::: GIVEN INFORMATION :::

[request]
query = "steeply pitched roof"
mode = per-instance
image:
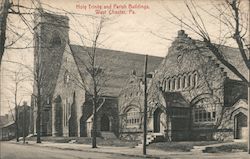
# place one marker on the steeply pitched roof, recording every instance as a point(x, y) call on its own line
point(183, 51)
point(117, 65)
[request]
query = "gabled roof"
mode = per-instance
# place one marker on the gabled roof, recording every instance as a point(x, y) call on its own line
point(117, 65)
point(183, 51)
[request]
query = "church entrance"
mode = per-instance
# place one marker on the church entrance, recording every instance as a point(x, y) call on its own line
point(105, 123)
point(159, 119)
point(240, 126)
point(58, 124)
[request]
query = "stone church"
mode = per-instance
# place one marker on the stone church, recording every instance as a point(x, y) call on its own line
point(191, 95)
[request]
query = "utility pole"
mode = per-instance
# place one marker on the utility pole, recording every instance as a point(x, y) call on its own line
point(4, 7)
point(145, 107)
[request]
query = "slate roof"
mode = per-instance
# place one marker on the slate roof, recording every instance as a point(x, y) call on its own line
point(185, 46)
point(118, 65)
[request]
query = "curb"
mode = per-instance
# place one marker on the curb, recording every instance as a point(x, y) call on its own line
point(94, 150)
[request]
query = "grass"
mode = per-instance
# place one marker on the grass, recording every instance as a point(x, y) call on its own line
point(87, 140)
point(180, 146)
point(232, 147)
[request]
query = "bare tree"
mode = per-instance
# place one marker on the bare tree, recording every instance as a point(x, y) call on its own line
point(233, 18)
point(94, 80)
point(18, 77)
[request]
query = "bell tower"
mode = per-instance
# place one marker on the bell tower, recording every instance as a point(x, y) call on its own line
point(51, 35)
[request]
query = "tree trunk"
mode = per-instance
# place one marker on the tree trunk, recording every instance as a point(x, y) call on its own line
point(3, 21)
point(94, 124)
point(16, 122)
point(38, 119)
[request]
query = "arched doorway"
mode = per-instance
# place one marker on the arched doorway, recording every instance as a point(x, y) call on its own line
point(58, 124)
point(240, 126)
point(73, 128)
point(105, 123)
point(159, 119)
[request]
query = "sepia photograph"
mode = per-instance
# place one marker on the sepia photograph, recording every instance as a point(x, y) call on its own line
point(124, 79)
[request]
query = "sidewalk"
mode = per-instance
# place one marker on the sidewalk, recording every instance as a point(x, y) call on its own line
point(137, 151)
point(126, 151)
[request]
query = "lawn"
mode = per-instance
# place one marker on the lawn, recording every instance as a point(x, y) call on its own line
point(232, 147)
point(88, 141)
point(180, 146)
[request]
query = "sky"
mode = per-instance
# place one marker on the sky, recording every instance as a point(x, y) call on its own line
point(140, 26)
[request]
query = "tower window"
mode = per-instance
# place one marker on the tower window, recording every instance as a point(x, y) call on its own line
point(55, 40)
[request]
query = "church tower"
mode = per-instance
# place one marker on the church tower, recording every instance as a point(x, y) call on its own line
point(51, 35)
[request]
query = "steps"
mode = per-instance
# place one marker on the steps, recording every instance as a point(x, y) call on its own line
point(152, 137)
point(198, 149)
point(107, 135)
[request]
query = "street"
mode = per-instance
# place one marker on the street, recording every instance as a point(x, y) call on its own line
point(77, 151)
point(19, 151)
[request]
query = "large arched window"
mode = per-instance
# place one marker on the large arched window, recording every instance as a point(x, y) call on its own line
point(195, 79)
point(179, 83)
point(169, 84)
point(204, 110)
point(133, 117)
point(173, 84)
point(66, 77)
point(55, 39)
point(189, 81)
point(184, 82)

:::

### [WHAT NEEDS TO BE DONE]
Retype every entry above exactly and, please, skip the pictures.

### [WRITTEN REPLY]
[request]
query = "steeply pitched roof"
mode = per-instance
image:
# place one marker on the steeply pitched roof, recording every instance as a point(x, y) call on its own line
point(183, 51)
point(117, 65)
[request]
query = "gabled roof"
mode = per-instance
# place one marker on the gabled roof, recording every instance as a point(x, y) call on its own line
point(117, 65)
point(183, 51)
[request]
query = "church entrance"
mode = per-instance
# place one marker on the church entrance, recording every instance as a point(x, y) call on its own line
point(105, 123)
point(159, 119)
point(240, 126)
point(58, 124)
[request]
query = "stone church"
mode = per-instance
# place one marker on the stone church, recording every instance as a point(x, y) call on its own line
point(191, 95)
[request]
query = "utility pole"
mode = per-instance
# place one marker on the utility pole, recording every instance as a point(x, y) call on its own line
point(4, 7)
point(145, 107)
[request]
query = "slate roof"
mode = per-instance
# place one marker on the slate roof, recording every instance as a point(x, y) call on its own line
point(185, 46)
point(118, 65)
[request]
query = "curb"
mode = per-instance
# place one marker on the curb, recording every instance as a point(x, y) call on its own line
point(94, 150)
[request]
query = "grass"
mode = per-instance
# place one marker on the grass, recording every instance as a point(x, y) call on its own line
point(87, 140)
point(180, 146)
point(232, 147)
[request]
query = "bare tree"
mode = per-instance
# place one marker on the bare tree, recording every instance as a point(x, y) call on its own line
point(233, 18)
point(94, 80)
point(18, 77)
[request]
query = "bell tower"
mode = per-instance
# place one marker on the bell tower, recording every instance as a point(x, y) call on its own line
point(51, 35)
[request]
query = "tree trunk"
mode = per-instance
# place one marker on the tree trunk, recording every instance as a point(x, y) call on its own line
point(3, 21)
point(94, 124)
point(16, 122)
point(38, 119)
[request]
query = "arched doorway"
mode = per-instance
# place one marker on the arched doorway, recording every instance as a point(x, y) call on its own line
point(58, 124)
point(240, 126)
point(73, 128)
point(105, 123)
point(159, 119)
[request]
query = "sepia photograph"
mode = per-instance
# place one marker on the sepia photograph, recording every instance as a point(x, y) call on its own line
point(124, 79)
[request]
query = "sidewalk"
mode = per-instance
# place one marker on the sidewalk, recording every instance as a point(x, y) call on its own line
point(137, 151)
point(126, 151)
[request]
query = "lawn"
mode = per-instance
# place one marker on the lawn, recording every instance as a point(x, y) call on its own line
point(232, 147)
point(88, 141)
point(180, 146)
[request]
query = "sky"
mode = per-instance
# place one marker on the sky, recording every instance as a point(x, y) call on its own line
point(140, 26)
[request]
query = "tower window"
mode = per-instance
# place one marker on the tower window, recording every instance as a point(x, y) call on its own line
point(55, 40)
[request]
query = "church tower"
mode = per-instance
# place one marker on the church tower, recording every instance as a point(x, y) call on its own line
point(51, 35)
[request]
query = "steps"
mode = per-instance
# place one marker on the steps, recording every instance as a point(x, y) call on its own line
point(152, 137)
point(198, 149)
point(107, 135)
[request]
query = "street"
mode = per-instance
# place one marker on the street, recording every instance as a point(x, y) call on its own line
point(77, 151)
point(19, 151)
[request]
query = "large arched window"
mode = per-instance
# place one marker on the large arched window, recording every instance as a point(x, y) call on its own line
point(195, 79)
point(179, 83)
point(169, 84)
point(204, 110)
point(133, 117)
point(173, 84)
point(66, 77)
point(55, 39)
point(189, 81)
point(184, 82)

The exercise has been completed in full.